Required action »
Look through the entries for the string "instance", and copy each line that holds it.

Input for this task »
----
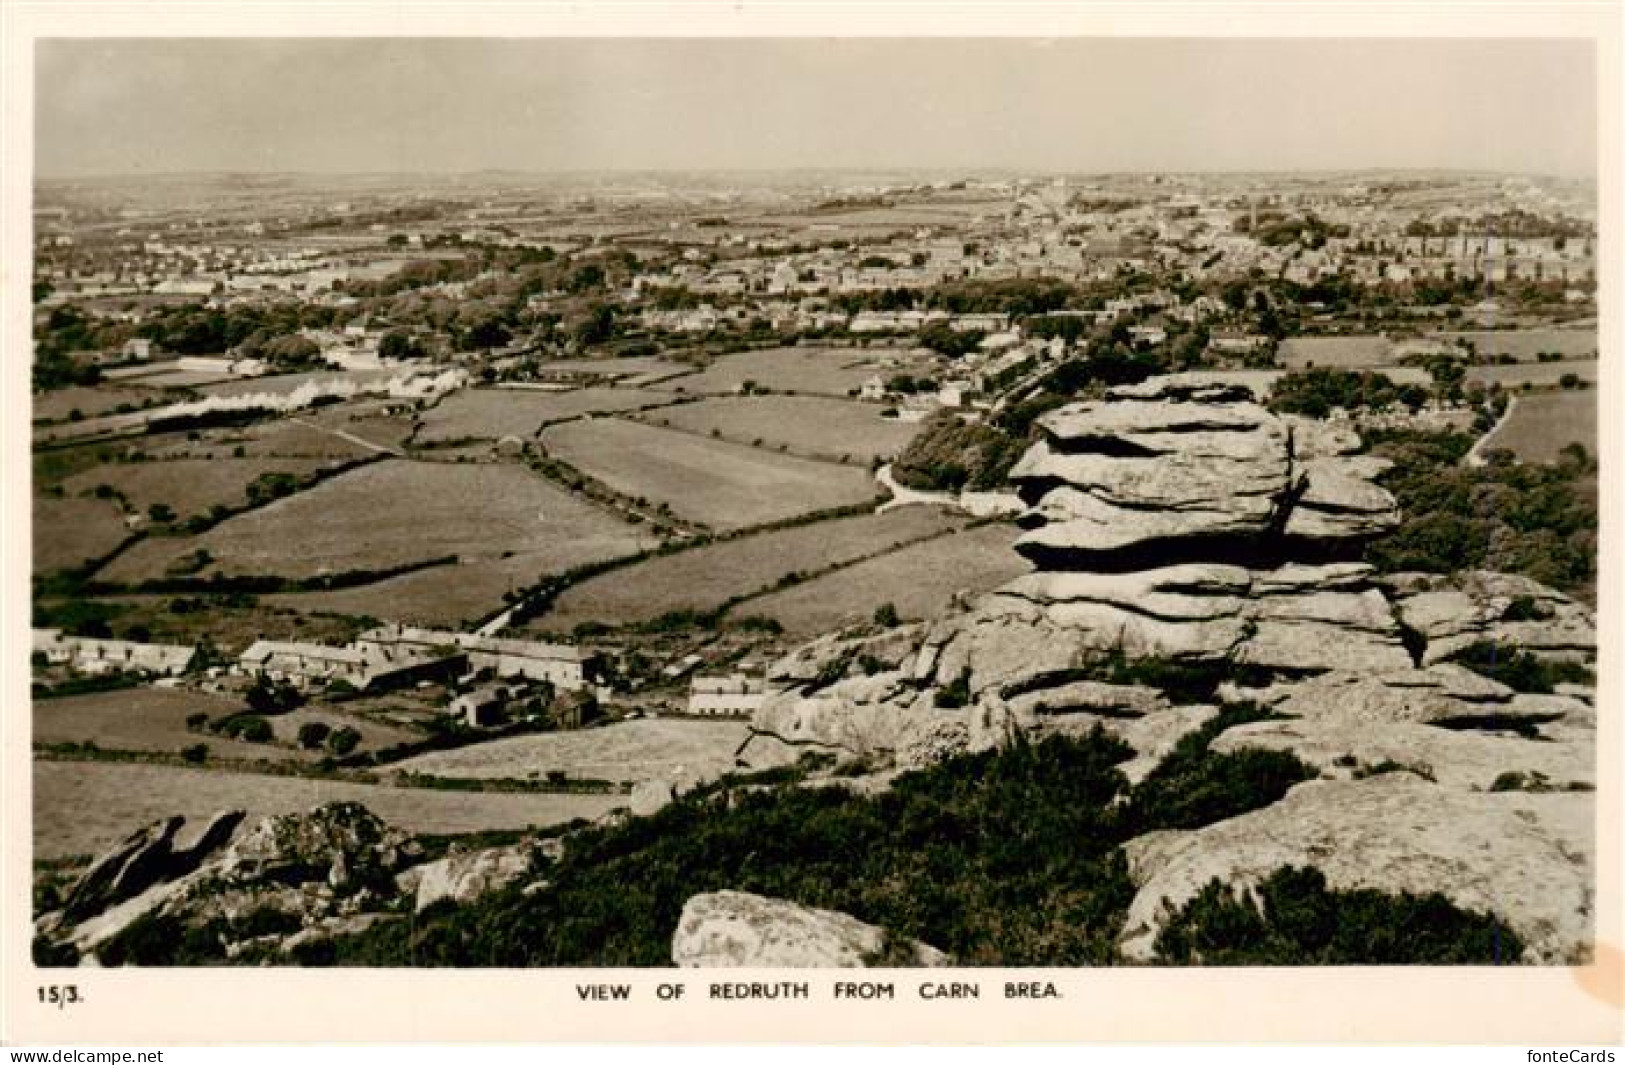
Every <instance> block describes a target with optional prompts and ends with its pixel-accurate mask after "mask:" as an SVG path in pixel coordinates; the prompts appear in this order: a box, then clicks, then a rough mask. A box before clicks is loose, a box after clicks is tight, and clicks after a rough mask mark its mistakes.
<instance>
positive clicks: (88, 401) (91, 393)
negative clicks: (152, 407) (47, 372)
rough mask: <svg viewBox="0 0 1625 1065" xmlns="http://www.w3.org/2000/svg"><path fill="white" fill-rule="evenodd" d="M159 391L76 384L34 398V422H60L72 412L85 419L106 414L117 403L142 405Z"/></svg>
----
Exercise response »
Every <instance> block describes a target with optional prompts and ends with its pixel-accurate mask after "mask:" as an SVG path in pixel coordinates; the prompts appear in this order: a box, then clicks, then a rough mask. A box before clicks is loose, a box after clicks is tight, and clicks after a rough mask mark its mistakes.
<instance>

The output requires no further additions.